[[ INPUT RECORDS open ]]

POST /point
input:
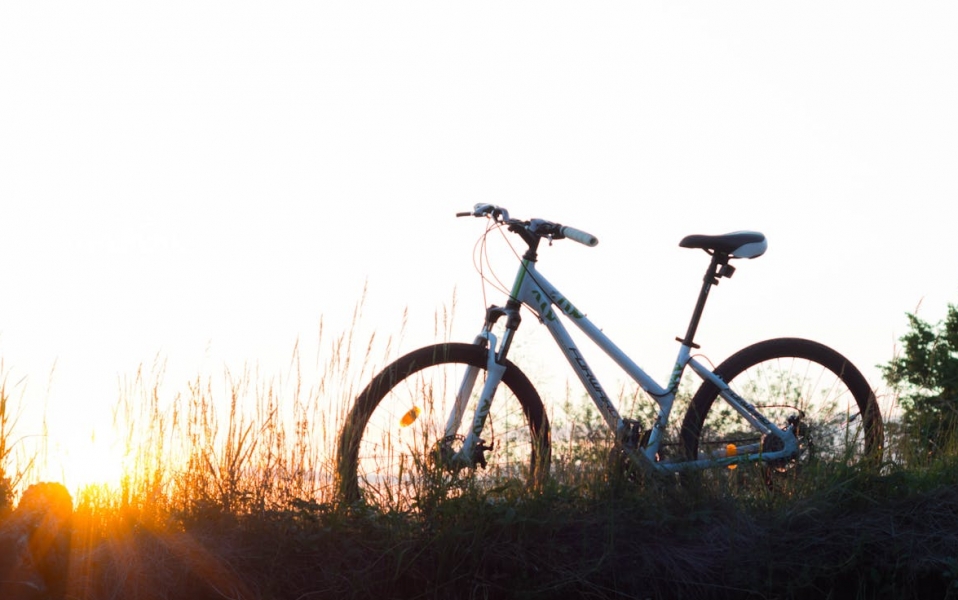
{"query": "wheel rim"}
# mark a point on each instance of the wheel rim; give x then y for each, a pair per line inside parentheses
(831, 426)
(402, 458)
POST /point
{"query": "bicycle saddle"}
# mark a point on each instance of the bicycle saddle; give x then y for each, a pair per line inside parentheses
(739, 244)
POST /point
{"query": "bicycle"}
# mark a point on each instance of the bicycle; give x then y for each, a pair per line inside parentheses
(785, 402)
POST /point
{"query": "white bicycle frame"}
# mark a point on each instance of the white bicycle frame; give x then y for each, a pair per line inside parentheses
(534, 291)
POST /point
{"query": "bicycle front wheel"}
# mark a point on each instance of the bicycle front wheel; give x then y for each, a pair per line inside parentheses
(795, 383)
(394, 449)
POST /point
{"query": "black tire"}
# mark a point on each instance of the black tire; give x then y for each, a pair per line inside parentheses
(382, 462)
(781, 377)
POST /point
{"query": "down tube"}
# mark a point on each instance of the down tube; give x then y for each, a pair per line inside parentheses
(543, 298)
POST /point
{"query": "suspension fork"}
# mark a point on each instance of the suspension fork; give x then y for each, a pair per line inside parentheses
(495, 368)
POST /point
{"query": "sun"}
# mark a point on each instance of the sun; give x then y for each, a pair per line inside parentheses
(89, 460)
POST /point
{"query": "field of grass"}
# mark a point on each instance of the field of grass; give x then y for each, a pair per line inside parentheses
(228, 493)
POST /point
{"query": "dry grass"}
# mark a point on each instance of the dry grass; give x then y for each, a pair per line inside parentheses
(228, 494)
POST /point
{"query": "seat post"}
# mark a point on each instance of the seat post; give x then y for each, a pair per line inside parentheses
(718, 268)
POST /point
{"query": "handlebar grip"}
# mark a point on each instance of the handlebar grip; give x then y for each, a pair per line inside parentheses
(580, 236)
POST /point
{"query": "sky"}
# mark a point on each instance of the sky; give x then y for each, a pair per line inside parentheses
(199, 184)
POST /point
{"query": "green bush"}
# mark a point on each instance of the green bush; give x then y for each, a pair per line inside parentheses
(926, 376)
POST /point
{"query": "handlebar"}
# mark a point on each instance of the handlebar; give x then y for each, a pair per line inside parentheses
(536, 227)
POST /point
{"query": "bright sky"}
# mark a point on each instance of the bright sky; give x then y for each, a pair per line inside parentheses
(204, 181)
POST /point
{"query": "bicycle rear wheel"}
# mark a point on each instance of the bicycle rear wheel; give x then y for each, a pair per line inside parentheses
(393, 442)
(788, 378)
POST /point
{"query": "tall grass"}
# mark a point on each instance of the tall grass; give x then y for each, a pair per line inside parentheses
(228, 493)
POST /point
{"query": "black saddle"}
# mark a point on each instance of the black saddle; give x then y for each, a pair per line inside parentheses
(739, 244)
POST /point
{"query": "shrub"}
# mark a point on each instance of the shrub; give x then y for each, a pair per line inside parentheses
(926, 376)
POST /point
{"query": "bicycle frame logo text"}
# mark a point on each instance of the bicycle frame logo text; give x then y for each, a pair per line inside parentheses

[[ INPUT RECORDS closed ]]
[[ INPUT RECORDS open ]]

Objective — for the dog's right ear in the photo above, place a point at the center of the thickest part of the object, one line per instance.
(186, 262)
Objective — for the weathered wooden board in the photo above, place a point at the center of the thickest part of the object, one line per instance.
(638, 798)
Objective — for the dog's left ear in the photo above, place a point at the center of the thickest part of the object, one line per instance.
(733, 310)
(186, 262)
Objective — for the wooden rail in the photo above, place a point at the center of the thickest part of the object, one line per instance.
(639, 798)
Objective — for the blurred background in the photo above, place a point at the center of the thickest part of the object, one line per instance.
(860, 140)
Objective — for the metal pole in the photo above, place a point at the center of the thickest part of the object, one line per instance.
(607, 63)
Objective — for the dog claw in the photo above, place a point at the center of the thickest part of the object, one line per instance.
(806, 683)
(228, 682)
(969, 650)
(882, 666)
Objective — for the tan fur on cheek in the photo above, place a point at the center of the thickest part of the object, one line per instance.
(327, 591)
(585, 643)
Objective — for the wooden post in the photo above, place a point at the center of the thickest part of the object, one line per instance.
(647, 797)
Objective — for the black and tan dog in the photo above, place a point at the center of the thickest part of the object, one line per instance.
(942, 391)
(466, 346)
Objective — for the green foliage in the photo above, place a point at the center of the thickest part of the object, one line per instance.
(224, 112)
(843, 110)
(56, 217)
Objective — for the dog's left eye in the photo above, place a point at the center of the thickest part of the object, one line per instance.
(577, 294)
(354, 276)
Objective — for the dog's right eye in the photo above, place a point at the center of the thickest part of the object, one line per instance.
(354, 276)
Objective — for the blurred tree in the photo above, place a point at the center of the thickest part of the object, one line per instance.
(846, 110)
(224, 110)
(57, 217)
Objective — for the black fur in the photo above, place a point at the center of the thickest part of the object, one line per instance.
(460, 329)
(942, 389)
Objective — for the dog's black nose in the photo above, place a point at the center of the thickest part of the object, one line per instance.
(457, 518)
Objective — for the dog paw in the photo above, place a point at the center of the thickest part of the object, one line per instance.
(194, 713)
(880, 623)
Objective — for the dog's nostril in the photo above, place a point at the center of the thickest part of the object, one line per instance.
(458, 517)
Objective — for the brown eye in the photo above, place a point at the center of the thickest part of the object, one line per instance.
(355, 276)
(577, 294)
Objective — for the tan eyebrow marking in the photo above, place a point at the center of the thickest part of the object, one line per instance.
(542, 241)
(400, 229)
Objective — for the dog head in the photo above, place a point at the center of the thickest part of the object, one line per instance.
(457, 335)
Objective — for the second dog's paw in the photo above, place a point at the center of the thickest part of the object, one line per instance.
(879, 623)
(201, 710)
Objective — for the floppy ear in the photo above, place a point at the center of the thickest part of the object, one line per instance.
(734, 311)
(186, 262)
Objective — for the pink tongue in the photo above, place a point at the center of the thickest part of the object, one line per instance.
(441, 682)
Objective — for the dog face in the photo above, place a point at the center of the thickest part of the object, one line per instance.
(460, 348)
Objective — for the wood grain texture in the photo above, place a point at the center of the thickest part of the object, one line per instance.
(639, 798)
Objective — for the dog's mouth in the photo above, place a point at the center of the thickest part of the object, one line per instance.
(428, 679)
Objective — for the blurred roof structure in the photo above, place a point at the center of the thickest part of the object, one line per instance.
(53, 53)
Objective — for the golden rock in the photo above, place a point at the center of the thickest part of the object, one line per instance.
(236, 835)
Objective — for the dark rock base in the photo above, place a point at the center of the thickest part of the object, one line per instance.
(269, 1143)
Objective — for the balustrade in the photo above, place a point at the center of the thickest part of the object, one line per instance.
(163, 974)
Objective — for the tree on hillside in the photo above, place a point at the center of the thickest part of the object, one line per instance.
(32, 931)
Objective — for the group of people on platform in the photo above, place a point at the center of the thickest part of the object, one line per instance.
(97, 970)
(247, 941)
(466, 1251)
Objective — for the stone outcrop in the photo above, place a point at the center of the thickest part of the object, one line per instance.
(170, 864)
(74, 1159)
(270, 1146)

[[ INPUT RECORDS closed ]]
[[ INPUT RECORDS open ]]

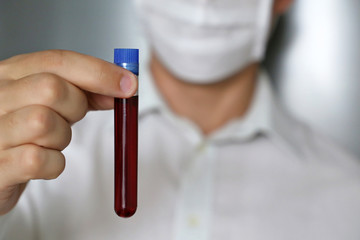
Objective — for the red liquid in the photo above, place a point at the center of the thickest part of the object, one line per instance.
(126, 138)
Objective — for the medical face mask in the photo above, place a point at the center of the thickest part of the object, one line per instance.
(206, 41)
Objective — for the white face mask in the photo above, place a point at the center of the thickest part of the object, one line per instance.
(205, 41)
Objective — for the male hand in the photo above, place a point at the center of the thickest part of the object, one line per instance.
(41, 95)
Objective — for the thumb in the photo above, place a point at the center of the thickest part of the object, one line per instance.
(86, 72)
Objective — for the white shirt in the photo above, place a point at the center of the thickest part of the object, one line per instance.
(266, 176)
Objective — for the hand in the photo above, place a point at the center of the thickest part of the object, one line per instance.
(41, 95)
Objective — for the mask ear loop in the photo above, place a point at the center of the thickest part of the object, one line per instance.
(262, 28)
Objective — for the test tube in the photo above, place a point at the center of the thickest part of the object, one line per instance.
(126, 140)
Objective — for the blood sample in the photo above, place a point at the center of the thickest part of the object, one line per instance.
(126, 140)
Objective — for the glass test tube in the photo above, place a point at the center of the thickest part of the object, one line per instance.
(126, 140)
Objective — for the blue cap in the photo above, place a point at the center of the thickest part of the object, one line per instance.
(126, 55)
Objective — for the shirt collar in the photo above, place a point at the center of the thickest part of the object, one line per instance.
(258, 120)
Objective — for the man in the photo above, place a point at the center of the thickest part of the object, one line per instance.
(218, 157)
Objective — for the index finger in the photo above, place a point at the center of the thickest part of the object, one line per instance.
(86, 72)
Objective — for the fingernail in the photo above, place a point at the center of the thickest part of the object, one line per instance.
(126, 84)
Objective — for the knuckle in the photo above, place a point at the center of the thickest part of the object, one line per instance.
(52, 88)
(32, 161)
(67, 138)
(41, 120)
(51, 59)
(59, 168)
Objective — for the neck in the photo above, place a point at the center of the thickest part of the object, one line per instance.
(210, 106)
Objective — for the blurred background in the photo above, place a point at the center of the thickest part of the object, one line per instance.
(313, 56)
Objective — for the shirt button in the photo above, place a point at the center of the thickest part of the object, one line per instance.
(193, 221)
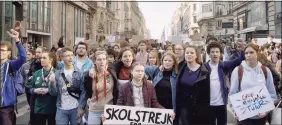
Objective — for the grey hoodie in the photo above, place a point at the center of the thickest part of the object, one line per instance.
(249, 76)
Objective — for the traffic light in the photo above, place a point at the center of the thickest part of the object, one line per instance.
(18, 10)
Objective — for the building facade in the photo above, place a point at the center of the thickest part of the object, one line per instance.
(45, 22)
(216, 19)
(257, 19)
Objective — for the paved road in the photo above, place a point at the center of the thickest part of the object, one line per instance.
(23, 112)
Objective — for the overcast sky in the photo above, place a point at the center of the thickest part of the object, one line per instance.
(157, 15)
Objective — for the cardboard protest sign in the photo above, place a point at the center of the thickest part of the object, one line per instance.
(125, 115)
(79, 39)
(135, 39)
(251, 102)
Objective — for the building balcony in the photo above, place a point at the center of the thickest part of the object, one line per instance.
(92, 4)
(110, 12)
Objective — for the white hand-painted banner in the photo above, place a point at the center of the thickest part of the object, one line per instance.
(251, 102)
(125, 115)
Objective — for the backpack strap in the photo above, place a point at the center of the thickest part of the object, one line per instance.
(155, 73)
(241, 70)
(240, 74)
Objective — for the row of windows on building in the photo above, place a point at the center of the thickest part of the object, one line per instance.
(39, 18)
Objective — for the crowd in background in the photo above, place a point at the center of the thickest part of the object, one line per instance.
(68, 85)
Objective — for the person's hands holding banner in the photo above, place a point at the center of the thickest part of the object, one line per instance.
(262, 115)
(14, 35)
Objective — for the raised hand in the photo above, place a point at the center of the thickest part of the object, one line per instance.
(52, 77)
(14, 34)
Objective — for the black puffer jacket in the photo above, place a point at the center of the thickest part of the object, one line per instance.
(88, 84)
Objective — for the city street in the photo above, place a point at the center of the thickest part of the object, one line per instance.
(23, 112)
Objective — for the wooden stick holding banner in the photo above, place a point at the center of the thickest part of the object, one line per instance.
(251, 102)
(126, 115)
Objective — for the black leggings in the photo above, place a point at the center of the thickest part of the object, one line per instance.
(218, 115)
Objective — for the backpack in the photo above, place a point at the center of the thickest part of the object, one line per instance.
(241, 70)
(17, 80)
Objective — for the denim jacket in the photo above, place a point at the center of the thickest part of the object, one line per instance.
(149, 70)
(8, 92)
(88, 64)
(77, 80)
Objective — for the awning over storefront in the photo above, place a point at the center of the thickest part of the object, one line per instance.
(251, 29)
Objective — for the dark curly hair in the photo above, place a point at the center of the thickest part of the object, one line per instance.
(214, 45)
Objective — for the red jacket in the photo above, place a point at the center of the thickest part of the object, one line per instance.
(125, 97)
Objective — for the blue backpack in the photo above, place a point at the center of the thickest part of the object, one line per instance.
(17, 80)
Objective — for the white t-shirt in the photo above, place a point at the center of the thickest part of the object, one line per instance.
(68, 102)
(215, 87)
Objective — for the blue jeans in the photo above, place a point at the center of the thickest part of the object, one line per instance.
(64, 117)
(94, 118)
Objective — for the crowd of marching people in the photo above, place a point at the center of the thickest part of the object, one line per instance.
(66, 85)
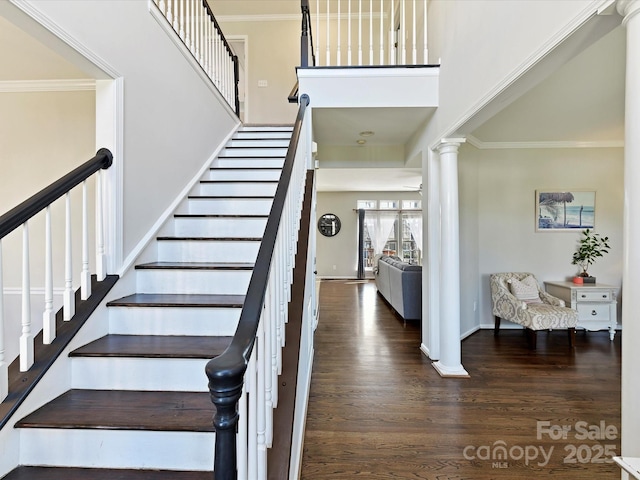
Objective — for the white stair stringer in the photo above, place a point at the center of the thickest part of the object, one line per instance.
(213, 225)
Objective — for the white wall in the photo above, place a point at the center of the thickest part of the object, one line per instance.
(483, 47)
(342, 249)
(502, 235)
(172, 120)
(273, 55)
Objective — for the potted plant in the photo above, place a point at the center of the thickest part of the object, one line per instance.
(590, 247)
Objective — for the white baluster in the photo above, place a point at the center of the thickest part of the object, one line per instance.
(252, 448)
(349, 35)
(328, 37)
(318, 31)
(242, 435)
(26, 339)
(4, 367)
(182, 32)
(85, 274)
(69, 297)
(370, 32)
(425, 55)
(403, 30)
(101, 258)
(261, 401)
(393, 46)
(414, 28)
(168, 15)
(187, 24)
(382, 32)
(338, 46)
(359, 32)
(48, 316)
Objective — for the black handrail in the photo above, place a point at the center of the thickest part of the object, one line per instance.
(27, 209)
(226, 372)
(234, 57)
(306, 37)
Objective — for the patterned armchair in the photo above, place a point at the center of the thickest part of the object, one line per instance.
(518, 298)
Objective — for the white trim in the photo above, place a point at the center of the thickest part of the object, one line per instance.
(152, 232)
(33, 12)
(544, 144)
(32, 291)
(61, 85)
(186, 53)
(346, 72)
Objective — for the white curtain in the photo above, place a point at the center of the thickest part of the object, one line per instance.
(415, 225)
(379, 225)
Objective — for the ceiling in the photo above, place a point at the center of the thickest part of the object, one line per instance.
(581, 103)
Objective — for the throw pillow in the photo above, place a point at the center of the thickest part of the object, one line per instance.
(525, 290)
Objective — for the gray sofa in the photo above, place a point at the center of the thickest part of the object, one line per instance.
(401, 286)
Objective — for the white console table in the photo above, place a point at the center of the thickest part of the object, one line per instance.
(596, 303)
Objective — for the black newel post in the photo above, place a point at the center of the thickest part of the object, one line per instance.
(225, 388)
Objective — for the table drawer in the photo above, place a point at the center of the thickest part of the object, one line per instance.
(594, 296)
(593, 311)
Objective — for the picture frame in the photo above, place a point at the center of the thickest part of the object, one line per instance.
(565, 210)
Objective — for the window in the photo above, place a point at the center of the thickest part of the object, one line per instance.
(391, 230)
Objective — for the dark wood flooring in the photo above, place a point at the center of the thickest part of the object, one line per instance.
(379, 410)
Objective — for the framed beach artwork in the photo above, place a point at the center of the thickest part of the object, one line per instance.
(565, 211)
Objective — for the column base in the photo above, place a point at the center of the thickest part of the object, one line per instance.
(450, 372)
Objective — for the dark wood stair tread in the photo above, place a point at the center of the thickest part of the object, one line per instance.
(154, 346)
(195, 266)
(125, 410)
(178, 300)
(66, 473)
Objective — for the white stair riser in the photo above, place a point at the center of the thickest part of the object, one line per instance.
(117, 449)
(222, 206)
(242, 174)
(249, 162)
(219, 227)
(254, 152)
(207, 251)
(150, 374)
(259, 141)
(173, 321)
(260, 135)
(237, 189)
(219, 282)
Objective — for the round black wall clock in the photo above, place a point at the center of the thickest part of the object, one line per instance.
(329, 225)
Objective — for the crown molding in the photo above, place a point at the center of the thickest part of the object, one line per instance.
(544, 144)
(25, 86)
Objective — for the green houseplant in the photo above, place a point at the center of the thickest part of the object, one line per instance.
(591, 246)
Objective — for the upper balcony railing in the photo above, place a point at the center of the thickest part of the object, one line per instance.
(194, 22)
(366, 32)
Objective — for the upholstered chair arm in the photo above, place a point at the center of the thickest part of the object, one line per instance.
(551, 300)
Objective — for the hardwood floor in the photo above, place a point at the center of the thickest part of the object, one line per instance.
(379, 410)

[[ INPUT RECORDS closed ]]

#### EXERCISE DETAILS:
Find how many lines in the entries above use the word "logo". Write the number alone.

#### SOLUTION TO THIS PROBLEM:
2